▶ _TASKS TO PERFORM_
1. Answer these questions using the passage on Scottish independence below.
(a) How did the writer feel about the outcome by the time polling day came around in the last referendum?
(b) What does the passage say greater devolution produced?
(c) On what core proposition was the SNP founded?
2. Decide whether each statement below agrees with the passage on Scottish independence, and support each answer with the decisive words quoted from it.
(a) The writer would still like to keep the Union on rational grounds.
(b) Theresa May faces a credible rival within her own party.
(c) The SNP can be described as a single-issue party in the same way as UKIP.

▶ _PASSAGE TO READ_
When the last Scottish referendum campaign started, I was an enthusiastic supporter of the Union. As the debate continued, I became first irritated and then enraged by what was being said north of the border, until Scottish independence came to seem something devoutly to be wished. Then, in the third stage of this miserable process, I felt bored with the whole thing and by the time polling day came around I was indifferent as to the outcome. Welcome to round 2.
There is nothing wrong with Scottish independence being an issue. Rationally, I would still like to maintain the Union, but I accept that many Scots do not. What is hard to accept is the level of vitriol directed at England by Scotland’s most enthusiastic freedom fighters. In any other context, many of their comments would be regarded as racist. This is neither altered nor excused by the fact that it is one set of Brits hurling abuse at another. Stop it, won’t you, and make the case rationally. Except they can’t, because all reason runs the other way. Like Brexit, if Scottish independence succeeds, it will succeed for emotional reasons alone.
These are strange times. The British, in extreme disgruntlement, have chosen to blame their woes on the next link up the chain, Brussels. The Scots, in extreme disgruntlement, have also chosen to blame their woes on the next link up the chain, in their case Westminster. These two processes have all the appearance of being identical, although they are presented as opposites. The consequences are likely to be identical too. Britain’s perceived problems will not be cured by leaving the EU, and Scotland’s perceived problems will not be cured by leaving the UK.
Still, it will be hard to avoid another referendum before long. The ratchet has been turning for years. Limited devolution produced only the clamour for greater devolution. Greater devolution produced only the clamour for independence. Now that one referendum has been granted, it is hard to deny that Britain’s exit from the EU has provided the grounds for a second. However it turns out, perhaps this time the issue really will be put to bed for a long time to come.
The popular perception seems to be that Nicola Sturgeon holds all the aces. The Queen of Scotland struts the political stage, declaring outrage at every perceived slight, arrogating to herself and her party the sole right to act as arbiters of what is right, what is democratic, what should happen. The hapless British Prime Minister is forced on to the defensive, reacting as best she can, beset by an ever more mountainous sea of troubles.
But is not the real situation the reverse?
Theresa May has, as everyone knows, the most formidable set of problems with which to contend, few of them of her own making. Politically, however, she is about as unassailable as any Prime Minister has been in living memory. There is no one, within her own party or outside it, who is a remotely credible rival for her position. This situation will change one day, but it shows few signs of changing for several years, at least until after the next general election.
Nicola Sturgeon, however, has problems – not today; perhaps not tomorrow; but almost certainly the day after. They will be existential problems for her party. The SNP cannot be described as a single-issue party in the way that UKIP has allowed itself to become. But it is nevertheless a party founded on one core proposition: that Scotland should be an independent nation.

▶ _SOURCE MATERIAL_
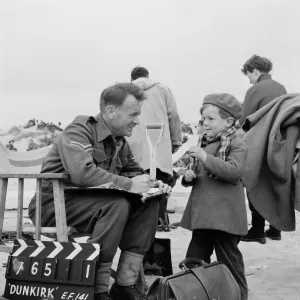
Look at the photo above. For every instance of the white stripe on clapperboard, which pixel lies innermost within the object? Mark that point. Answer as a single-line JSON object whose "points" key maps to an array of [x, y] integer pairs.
{"points": [[38, 250], [77, 250], [57, 250], [96, 253], [21, 249]]}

▶ _TASK-BY-TASK OUTPUTS_
1.
(a) The writer was indifferent as to the outcome.
(b) It produced only the clamour for independence.
(c) That Scotland should be an independent nation.

2.
(a) Yes: "Rationally, I would still like to maintain the Union"
(b) No: "There is no one, within her own party or outside it, who is a remotely credible rival for her position."
(c) No: "The SNP cannot be described as a single-issue party in the way that UKIP has allowed itself to become."